[Referring expression pointing data]
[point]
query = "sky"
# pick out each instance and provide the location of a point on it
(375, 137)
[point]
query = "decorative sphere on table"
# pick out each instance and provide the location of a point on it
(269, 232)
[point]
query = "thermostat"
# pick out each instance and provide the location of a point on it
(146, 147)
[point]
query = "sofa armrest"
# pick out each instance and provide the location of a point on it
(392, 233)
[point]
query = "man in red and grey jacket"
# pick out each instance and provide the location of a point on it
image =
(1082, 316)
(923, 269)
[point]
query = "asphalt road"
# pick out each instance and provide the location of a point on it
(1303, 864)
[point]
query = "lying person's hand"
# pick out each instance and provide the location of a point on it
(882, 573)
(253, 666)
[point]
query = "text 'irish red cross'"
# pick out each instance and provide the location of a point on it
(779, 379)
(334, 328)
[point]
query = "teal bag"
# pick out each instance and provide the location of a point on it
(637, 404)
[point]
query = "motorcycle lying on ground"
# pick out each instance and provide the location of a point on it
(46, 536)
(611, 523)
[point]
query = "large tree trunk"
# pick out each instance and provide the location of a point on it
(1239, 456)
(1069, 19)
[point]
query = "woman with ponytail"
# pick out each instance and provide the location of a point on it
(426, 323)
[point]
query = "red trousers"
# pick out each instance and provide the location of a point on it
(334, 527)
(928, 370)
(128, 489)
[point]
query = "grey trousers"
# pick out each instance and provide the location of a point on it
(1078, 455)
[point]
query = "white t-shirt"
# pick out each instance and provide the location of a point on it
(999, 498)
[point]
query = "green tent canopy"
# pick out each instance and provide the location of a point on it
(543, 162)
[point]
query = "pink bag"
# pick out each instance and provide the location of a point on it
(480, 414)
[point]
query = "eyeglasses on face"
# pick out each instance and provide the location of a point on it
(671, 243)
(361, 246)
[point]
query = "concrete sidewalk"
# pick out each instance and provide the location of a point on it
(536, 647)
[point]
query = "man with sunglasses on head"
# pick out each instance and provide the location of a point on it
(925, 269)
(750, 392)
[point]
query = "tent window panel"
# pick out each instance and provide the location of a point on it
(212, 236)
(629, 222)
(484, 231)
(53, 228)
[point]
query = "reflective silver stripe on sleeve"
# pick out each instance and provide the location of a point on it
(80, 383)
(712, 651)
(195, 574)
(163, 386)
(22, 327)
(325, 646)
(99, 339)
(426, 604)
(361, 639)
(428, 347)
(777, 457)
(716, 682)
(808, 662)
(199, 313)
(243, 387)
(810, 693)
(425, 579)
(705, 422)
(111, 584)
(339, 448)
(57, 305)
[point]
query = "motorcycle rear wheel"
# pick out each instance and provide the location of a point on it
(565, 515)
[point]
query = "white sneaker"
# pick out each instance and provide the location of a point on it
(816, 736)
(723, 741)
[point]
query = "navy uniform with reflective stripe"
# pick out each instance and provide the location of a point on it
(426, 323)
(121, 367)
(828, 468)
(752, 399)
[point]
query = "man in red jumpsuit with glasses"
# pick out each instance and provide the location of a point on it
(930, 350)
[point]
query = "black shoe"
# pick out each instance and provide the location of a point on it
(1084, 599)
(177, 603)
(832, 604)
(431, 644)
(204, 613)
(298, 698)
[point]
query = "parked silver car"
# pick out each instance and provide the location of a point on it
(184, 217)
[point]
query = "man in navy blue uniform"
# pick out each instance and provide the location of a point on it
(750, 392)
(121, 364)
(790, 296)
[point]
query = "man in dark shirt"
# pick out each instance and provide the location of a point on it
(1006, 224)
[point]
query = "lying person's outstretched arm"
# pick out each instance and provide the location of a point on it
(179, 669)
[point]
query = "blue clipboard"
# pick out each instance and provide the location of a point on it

TASK DIRECTIONS
"uniform" is the word to look for; copy every line of the data that has it.

EXPECTED ANSWER
query = "navy uniform with reflective stripe"
query = "man in navy blue uniform"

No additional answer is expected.